>> Start Exercise material
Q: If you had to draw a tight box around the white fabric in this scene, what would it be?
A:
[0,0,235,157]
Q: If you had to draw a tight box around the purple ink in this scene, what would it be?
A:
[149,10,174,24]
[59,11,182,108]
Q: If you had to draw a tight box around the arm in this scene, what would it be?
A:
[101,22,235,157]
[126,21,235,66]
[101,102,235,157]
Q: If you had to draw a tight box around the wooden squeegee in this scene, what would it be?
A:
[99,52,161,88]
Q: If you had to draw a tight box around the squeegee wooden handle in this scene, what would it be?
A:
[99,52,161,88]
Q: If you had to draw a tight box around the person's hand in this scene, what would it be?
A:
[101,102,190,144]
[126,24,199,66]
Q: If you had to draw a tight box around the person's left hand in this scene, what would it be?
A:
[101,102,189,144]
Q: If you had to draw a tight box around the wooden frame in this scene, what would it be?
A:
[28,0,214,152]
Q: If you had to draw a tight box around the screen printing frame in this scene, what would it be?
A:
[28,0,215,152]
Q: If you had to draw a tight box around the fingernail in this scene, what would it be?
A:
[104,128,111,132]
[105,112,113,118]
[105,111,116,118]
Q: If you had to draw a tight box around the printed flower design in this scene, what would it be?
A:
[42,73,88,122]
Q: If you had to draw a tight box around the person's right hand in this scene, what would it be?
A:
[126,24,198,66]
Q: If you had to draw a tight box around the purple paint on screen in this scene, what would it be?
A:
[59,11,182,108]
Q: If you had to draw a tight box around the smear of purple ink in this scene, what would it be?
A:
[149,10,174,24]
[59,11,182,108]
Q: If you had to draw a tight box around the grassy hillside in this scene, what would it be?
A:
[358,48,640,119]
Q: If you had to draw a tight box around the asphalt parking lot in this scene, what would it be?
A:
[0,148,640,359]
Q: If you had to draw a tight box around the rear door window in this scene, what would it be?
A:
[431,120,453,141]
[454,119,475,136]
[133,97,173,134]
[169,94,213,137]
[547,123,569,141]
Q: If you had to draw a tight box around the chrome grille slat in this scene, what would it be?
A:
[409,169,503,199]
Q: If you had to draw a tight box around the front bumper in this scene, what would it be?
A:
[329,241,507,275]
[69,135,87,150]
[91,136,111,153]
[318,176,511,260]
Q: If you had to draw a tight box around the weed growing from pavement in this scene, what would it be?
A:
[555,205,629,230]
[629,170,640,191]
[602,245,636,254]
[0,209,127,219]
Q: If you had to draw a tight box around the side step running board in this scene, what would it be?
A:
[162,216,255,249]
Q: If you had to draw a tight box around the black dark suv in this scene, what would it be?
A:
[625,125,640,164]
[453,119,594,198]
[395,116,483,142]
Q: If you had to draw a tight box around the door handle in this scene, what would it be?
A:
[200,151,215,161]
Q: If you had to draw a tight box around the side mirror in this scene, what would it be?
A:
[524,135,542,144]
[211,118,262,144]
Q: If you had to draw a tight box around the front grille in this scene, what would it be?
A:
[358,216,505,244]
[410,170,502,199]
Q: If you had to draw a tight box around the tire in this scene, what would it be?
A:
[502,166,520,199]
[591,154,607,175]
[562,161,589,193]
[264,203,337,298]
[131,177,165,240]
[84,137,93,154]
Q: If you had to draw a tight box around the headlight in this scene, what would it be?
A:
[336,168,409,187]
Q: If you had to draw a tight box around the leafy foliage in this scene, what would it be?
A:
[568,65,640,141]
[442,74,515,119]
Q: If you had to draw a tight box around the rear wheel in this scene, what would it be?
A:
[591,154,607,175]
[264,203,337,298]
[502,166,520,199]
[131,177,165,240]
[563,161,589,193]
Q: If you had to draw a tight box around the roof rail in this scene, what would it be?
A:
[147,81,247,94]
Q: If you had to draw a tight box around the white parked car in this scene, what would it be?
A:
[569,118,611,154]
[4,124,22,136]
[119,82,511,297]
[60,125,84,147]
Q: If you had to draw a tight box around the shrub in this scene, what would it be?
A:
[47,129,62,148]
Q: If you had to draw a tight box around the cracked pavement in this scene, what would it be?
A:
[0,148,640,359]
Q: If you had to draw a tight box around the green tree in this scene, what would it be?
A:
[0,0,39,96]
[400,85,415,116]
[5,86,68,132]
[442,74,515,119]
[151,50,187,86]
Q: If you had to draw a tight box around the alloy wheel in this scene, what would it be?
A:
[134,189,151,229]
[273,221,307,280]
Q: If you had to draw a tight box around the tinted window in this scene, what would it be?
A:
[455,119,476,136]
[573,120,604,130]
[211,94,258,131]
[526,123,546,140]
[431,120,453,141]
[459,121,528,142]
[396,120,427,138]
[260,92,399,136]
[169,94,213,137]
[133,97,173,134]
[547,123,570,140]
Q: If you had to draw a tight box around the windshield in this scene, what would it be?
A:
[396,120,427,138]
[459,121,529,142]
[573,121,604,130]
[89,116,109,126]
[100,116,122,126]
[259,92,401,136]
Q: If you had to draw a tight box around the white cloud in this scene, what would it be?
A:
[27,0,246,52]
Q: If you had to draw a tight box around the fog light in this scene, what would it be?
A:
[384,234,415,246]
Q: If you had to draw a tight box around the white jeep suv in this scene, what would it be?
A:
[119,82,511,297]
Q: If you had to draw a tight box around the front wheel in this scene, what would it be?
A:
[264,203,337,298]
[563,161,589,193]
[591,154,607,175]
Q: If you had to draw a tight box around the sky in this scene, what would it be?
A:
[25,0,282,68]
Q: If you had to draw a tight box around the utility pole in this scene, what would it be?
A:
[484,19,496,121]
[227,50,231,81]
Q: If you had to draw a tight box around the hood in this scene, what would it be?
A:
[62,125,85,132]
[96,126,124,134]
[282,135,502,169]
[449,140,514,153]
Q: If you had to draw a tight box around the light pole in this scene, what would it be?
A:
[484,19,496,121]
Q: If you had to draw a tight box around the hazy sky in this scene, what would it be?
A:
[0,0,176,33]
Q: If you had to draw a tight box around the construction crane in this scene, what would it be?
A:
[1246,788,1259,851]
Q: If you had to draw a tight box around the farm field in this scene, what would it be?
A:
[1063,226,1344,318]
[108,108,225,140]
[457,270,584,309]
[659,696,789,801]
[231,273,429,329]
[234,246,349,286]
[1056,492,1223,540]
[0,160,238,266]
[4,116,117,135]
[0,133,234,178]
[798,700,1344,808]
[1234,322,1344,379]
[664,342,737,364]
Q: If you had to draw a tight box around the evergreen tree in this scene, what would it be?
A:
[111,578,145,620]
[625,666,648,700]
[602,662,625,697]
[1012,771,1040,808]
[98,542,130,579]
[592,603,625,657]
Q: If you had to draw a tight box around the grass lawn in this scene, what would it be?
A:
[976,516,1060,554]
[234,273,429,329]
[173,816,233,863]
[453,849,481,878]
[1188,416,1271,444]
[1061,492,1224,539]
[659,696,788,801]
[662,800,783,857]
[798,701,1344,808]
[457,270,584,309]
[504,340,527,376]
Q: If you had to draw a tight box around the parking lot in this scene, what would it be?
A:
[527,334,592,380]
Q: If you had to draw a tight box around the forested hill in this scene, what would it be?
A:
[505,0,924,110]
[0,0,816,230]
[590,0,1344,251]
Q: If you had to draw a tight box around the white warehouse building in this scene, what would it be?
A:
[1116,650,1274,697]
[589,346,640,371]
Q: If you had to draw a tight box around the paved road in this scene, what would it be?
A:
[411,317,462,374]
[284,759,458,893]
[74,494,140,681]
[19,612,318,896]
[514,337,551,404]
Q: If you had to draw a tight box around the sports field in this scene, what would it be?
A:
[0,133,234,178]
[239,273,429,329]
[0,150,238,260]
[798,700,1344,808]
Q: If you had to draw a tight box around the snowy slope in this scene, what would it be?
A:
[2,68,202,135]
>> End Exercise material
## Required task:
Please copy the material above word for word.

## Written answer:
Q: If you had to draw a tight box around the white fabric in this scene, what would it be?
A:
[0,0,235,157]
Q: If you had to draw a tight box around the purple ink in this scene, what would it be?
A:
[149,10,174,24]
[59,11,182,108]
Q: If you had to draw a tight box around the arm in this scene, what would it be?
A:
[101,22,235,157]
[126,21,235,66]
[101,102,235,157]
Q: If you had to draw a tight box around the wooden squeegee in this scene, what would it be?
A:
[99,52,161,88]
Q: If you had to draw a tight box around the squeegee wooden handle in this scene, what would it be?
A:
[99,52,161,88]
Q: If you had to draw a tight box around the person's hand in this scene, what would it be?
A:
[101,102,190,144]
[126,24,199,66]
Q: If you had to draw a tight box around the person's left hand in this scene, what would it be?
A:
[101,102,189,144]
Q: If you had to draw a tight box around the wooden frame in this scene, what would it be?
A:
[28,0,214,152]
Q: If you had to draw a tight box around the screen printing frame in this scene, what would it be?
A:
[28,0,215,152]
Q: If you had to draw a tight box around the fingernail in this scene, what would it be?
A:
[104,128,111,132]
[105,112,113,118]
[105,111,116,118]
Q: If you had to draw a tight box around the printed flower design in this scene, what would it be?
A:
[42,73,88,122]
Q: If you had to draw a tight box around the person's right hand in this scene, what would it be?
A:
[126,24,198,66]
Q: If you had to draw a tight box around the purple paint on screen in this scene, what would it be?
A:
[59,11,182,108]
Q: If you had to draw a tight box around the smear of purple ink in this scene, what would it be?
A:
[149,10,174,24]
[59,11,182,108]
Q: If you had to draw a tight box around the grassy hillside in this scene, what would it be?
A:
[358,48,640,119]
Q: If you had to draw a tight box around the asphalt parking lot in this scene, what would it be?
A:
[0,148,640,359]
Q: If you had to draw a tight box around the rear door window in this scene, what would it be?
A:
[431,120,453,141]
[454,119,475,136]
[133,97,173,134]
[169,94,213,137]
[547,123,569,141]
Q: If you had to draw a tight box around the chrome grille slat in this scene, what would it be?
A:
[409,169,503,199]
Q: If you had to draw a tight box around the front bumper in this scene, what would it be?
A:
[329,241,507,275]
[69,135,87,150]
[91,136,111,153]
[318,176,511,260]
Q: If you had to draw a tight box around the weed growing from pavement in this scene, what would it be?
A:
[555,205,629,230]
[629,170,640,191]
[602,245,636,254]
[0,209,127,219]
Q: If you had to draw a tight box around the side step running board in this scene, what would it be?
A:
[162,216,255,249]
Q: If you had to draw a tight box around the black dark suv in this scene, what would it be?
A:
[625,125,640,164]
[453,119,594,198]
[395,116,483,142]
Q: If you had to draw a tight box around the door handle in this scene, what would it be?
A:
[200,151,215,161]
Q: If you had to draw a tight box around the side mirror in this scene, what would it be?
A:
[524,135,542,144]
[211,118,262,144]
Q: If you had to draw a tight box around the front grille in this scene, what would it be?
A:
[358,216,505,244]
[410,170,502,199]
Q: If you had to draw a tight box around the tire in this scene, what would it be?
A:
[502,166,520,199]
[591,154,607,175]
[562,161,589,193]
[264,203,337,298]
[131,177,165,240]
[84,137,93,154]
Q: If you had to draw a tight box around the headlight in this scene, what would it be?
A:
[336,168,409,187]
Q: If you had to draw a tight box around the leafy foliage in this scene, what would it be?
A:
[568,65,640,141]
[442,74,515,119]
Q: If you had to draw a tight box around the rear wheel in this scene, what would it be?
A:
[591,154,607,175]
[264,203,337,298]
[502,166,520,199]
[131,177,165,240]
[563,161,589,193]
Q: If you had to draw a tight box around the roof rail in this scene, what would it be?
A:
[147,81,247,94]
Q: If you had to draw a tight box around the white parked car in this scene, what would it be?
A:
[569,118,611,154]
[4,124,22,136]
[119,82,511,297]
[60,125,84,147]
Q: If you had to draw a tight box around the shrub in this scene, what would it be?
A:
[47,129,62,148]
Q: If you had to draw a tight box around the cracked pavement in this scene, what would it be?
A:
[0,148,640,359]
Q: If you had to draw a tight box around the green tree in this scene, what would it be?
A:
[0,0,39,96]
[400,85,415,116]
[5,86,68,132]
[442,74,515,119]
[151,50,187,86]
Q: If you had to draw a tight box around the alloy wheel in this scene, what would it be?
A:
[134,189,151,229]
[273,221,307,280]
Q: If you had to draw a tight box around the tinted window in this scene, what would it be?
A:
[455,119,476,136]
[573,120,604,130]
[211,94,258,131]
[526,123,546,140]
[431,120,453,141]
[459,121,528,142]
[396,120,427,138]
[260,92,399,136]
[169,94,213,137]
[133,97,173,134]
[547,123,570,140]
Q: If you had to draw a tight box around the windshield in this scene, what would it be?
A:
[396,120,427,138]
[459,121,529,142]
[573,121,604,130]
[89,116,109,126]
[100,116,122,126]
[259,92,401,136]
Q: If you had to draw a tight box around the white cloud in this scene, what would it be?
A:
[27,0,246,52]
Q: If you had to draw a tight box around the fog light in this scene, what would it be?
A:
[384,234,415,246]
Q: If you had to draw a tight box around the white jeep suv in this scene, what would it be?
A:
[119,82,511,297]
Q: If you had to draw a tight box around the front wheel in this scene, what would it be?
A:
[264,203,337,298]
[563,161,589,193]
[591,154,607,175]
Q: If you had to draw a tight box around the sky in this scene, what would it be?
A:
[25,0,282,68]
Q: If you had to draw a tight box around the utility pole in this scene, what would it be?
A:
[484,19,496,121]
[227,50,231,81]
Q: If you had to draw a tight box around the hood in this scene, what would it be?
A:
[62,125,85,132]
[96,126,124,134]
[282,135,502,169]
[449,140,514,153]
Q: If you had to draw a tight box around the light pole in this scene, what would it be?
A:
[484,19,496,121]
Q: If you had to draw a tight box around the hazy sky in this scene, what would it be?
A:
[0,0,176,33]
Q: If you had to draw a tight box around the construction crane in this scene, what would it be?
A:
[1246,788,1259,851]
Q: If you had to draw a tight box around the farm field in this scene, what would it be?
A:
[1063,226,1344,318]
[108,108,225,140]
[457,270,584,309]
[659,696,789,801]
[231,273,429,329]
[234,246,349,286]
[1056,492,1223,540]
[0,160,238,266]
[4,116,117,135]
[0,133,234,178]
[798,700,1344,808]
[1234,322,1344,379]
[664,342,737,364]
Q: If you had to draw a tight box around the evergreen tree in this scene, what would it be?
A:
[111,578,145,620]
[625,666,648,700]
[602,662,625,697]
[1012,771,1040,808]
[98,542,130,579]
[592,603,625,657]
Q: If you had to draw a tight box around the grass lawn in this scene, what would it be?
A:
[976,516,1060,554]
[234,273,429,329]
[173,816,233,863]
[453,849,481,878]
[1188,416,1271,444]
[1061,492,1224,539]
[659,696,788,801]
[662,800,783,857]
[798,701,1344,808]
[457,270,584,309]
[504,340,527,376]
Q: If you had to draw a tight box around the parking lot in this scene, what would it be?
A:
[527,334,592,380]
Q: If you had to draw a tight box around the forested hill in this scene, what would it be?
A:
[505,0,924,110]
[0,0,816,230]
[590,0,1344,251]
Q: If you had to draw a tight box around the white warehouse building in this scene, what would it be?
A:
[1116,650,1274,697]
[589,346,640,371]
Q: If you had to draw a tight box around the paved road in this scene, what would it be?
A:
[411,317,462,374]
[284,759,458,893]
[74,494,140,681]
[19,612,318,896]
[514,337,551,404]
Q: If you had to draw a tight box around the sports field in this scene, what would it be?
A:
[0,133,234,178]
[239,273,429,329]
[0,150,238,260]
[798,700,1344,808]
Q: If you had to draw a tight box around the snowy slope in this scene, what would it be?
A:
[2,68,202,135]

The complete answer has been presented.